• [Exercise requirements]:
1) Transcribe the passage of the Off the Top page from "Off the Top: Content" up to and including "Personal Information Cloud.".
2) According to the Off the Top page, at which foundation is Chandler being built?
----- Document extract
Off the Top: Content Management Entries

Showing posts: 16-30 of 52 total posts


November 1, 2003

iPIM and Chandler have a chair at the Personal Info Cloud

There are two articles that are direct hits on managing information for the individual and allowing the individual to use the information when they needed it and share it as needed. Yes, this is in line with the Personal Information Cloud.

The first article, The inter-personal information manager (iPim) by Mark Sigal about the problem with users finding information and how the can or should be able to then manage that information. There are many problems with applications (as well as the information format itself) that inhibit users reuse of information. In the comments of the article there is a link to products that are moving forward with information clients, which also fit into the Personal Information Cloud or iPIM concept. (The Personal Information Cloud tools should be easily portable or mobile device enabled or have the ability to be retrieved from anywhere sent to any device.

The second article is from the MIT Technology Review (registration required) titled Trash Your Desktop about Mitch Kapor (of founding Lotus Development fame) and his Open Source project to build Chandler. Chandler is not only a personal information manager (PIM), but the tool is a general information manager that is contextually aware. The article not only focusses on Mitch and the product (due late 2004), but the open and honest development practices of those that are building Chandler at the Open Source Application Foundation for Windows, Mac, Linux, etc. distribution.



Why page numbers fail us

I keep running into a deep information habit that has never worked well for its intended purpose, the page number has been an information curse. Printed documents use page numbers, which are intended as a reference point (not bragging rights often referenced in Harry Potter and Neal Stephenson books - I am on page 674 and you are on page 233). All of us are familiar with this problem from high school and college if you happened to have a different printed copy of a classic text. Page 75 of Hemmingway's Old Man and the Sea was not the same in everybody's copy.
----------
----- Data extract
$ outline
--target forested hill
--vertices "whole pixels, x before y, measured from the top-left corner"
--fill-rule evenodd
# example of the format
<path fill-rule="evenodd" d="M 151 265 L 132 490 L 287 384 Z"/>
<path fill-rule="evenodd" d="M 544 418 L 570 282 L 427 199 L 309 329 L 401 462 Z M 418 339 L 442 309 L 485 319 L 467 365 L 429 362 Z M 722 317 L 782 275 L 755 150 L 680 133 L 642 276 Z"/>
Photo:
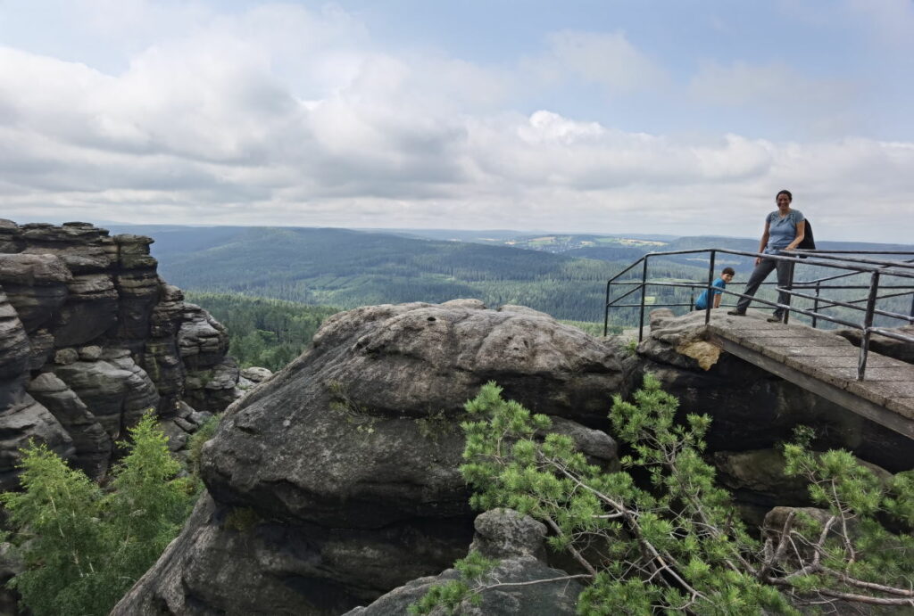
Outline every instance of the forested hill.
<path fill-rule="evenodd" d="M 648 252 L 717 246 L 754 251 L 758 240 L 730 237 L 539 235 L 451 232 L 451 241 L 417 231 L 380 233 L 296 227 L 123 226 L 154 237 L 153 255 L 182 288 L 273 298 L 350 308 L 409 301 L 477 298 L 490 306 L 521 304 L 558 318 L 601 321 L 606 280 Z M 441 232 L 437 236 L 447 234 Z M 455 241 L 456 240 L 456 241 Z M 828 243 L 842 250 L 911 249 L 893 245 Z M 651 260 L 649 277 L 680 282 L 707 278 L 707 254 Z M 744 280 L 752 259 L 717 256 Z M 640 270 L 632 276 L 640 278 Z M 656 295 L 654 295 L 656 294 Z M 654 287 L 648 303 L 688 304 L 688 289 Z M 674 299 L 675 298 L 675 299 Z M 629 308 L 611 320 L 631 325 Z"/>
<path fill-rule="evenodd" d="M 185 289 L 342 308 L 478 298 L 558 318 L 602 318 L 606 280 L 621 264 L 542 251 L 345 229 L 128 227 L 155 239 L 159 270 Z M 661 274 L 695 276 L 671 265 Z M 658 270 L 659 271 L 659 270 Z"/>

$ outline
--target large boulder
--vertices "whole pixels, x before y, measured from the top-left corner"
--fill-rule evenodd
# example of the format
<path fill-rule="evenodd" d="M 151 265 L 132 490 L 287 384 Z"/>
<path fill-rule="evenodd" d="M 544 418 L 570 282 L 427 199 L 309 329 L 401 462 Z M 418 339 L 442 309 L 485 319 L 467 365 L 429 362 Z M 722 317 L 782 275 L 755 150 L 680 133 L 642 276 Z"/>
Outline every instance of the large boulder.
<path fill-rule="evenodd" d="M 469 600 L 455 611 L 436 608 L 431 616 L 517 616 L 518 614 L 577 613 L 578 595 L 583 585 L 565 571 L 546 564 L 546 527 L 511 509 L 494 509 L 479 516 L 476 536 L 470 551 L 498 560 L 489 579 L 498 586 L 480 592 L 479 602 Z M 460 579 L 449 569 L 437 576 L 420 578 L 394 589 L 367 607 L 358 607 L 344 616 L 390 616 L 409 613 L 409 605 L 421 599 L 432 586 Z M 549 579 L 536 583 L 537 580 Z M 515 584 L 515 586 L 511 586 Z"/>
<path fill-rule="evenodd" d="M 48 325 L 67 298 L 73 275 L 54 255 L 0 254 L 0 284 L 26 331 Z"/>
<path fill-rule="evenodd" d="M 914 325 L 904 325 L 895 329 L 896 333 L 909 338 L 914 338 Z M 862 337 L 859 329 L 835 329 L 834 333 L 850 340 L 855 347 L 860 346 Z M 887 357 L 893 357 L 908 363 L 914 363 L 914 343 L 899 340 L 881 334 L 872 334 L 869 339 L 869 350 Z"/>
<path fill-rule="evenodd" d="M 909 439 L 717 348 L 706 339 L 704 312 L 654 312 L 649 335 L 625 364 L 626 380 L 636 384 L 652 372 L 679 398 L 683 414 L 710 415 L 712 452 L 771 449 L 802 424 L 816 429 L 816 448 L 847 449 L 891 472 L 914 467 Z M 726 327 L 728 319 L 760 317 L 713 318 Z"/>
<path fill-rule="evenodd" d="M 572 423 L 605 423 L 621 370 L 600 341 L 526 308 L 335 315 L 227 412 L 202 455 L 212 500 L 115 613 L 338 614 L 437 573 L 472 538 L 463 403 L 496 381 L 611 464 L 611 439 Z"/>
<path fill-rule="evenodd" d="M 187 417 L 237 399 L 224 328 L 158 277 L 152 241 L 0 220 L 0 473 L 10 487 L 29 438 L 101 478 L 112 442 L 145 410 L 167 420 L 174 445 L 198 425 Z"/>

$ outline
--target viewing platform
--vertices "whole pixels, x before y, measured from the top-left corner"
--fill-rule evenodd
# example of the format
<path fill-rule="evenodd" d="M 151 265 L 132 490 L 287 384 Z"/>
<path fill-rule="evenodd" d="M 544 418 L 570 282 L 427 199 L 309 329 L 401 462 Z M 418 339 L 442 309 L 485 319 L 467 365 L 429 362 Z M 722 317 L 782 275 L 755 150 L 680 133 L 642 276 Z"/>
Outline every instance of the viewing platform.
<path fill-rule="evenodd" d="M 682 258 L 707 261 L 704 280 L 652 277 L 651 263 Z M 695 296 L 712 288 L 719 273 L 716 263 L 762 257 L 790 264 L 790 276 L 773 291 L 788 297 L 779 303 L 773 293 L 752 297 L 755 308 L 777 308 L 782 322 L 769 322 L 770 311 L 750 309 L 731 316 L 727 308 L 744 296 L 743 283 L 719 289 L 721 308 L 694 309 Z M 914 253 L 883 251 L 791 251 L 761 255 L 723 248 L 649 253 L 607 282 L 604 335 L 611 310 L 623 310 L 623 322 L 637 319 L 638 339 L 644 334 L 646 312 L 679 309 L 684 324 L 697 329 L 703 340 L 766 371 L 792 382 L 862 417 L 914 439 L 914 364 L 887 357 L 871 348 L 874 339 L 900 342 L 910 360 L 914 335 L 901 325 L 914 324 Z M 665 294 L 665 297 L 664 297 Z M 651 301 L 648 302 L 648 299 Z M 659 299 L 659 301 L 658 301 Z M 691 311 L 691 312 L 690 312 Z M 620 313 L 616 313 L 620 314 Z M 672 312 L 671 312 L 672 314 Z M 809 325 L 798 324 L 809 319 Z M 616 322 L 619 322 L 618 320 Z M 845 328 L 858 336 L 859 346 L 817 326 Z M 812 326 L 812 327 L 810 327 Z"/>
<path fill-rule="evenodd" d="M 805 325 L 769 323 L 767 314 L 713 310 L 708 342 L 816 395 L 914 439 L 914 364 L 872 350 L 857 380 L 860 350 Z"/>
----------
• [Answer set]:
1)
Off the Top: Content Management Entries

Showing posts: 16-30 of 52 total posts


November 1, 2003

iPIM and Chandler have a chair at the Personal Info Cloud

There are two articles that are direct hits on managing information for the individual and allowing the individual to use the information when they needed it and share it as needed. Yes, this is in line with the Personal Information Cloud.

2) The Open Source Application Foundation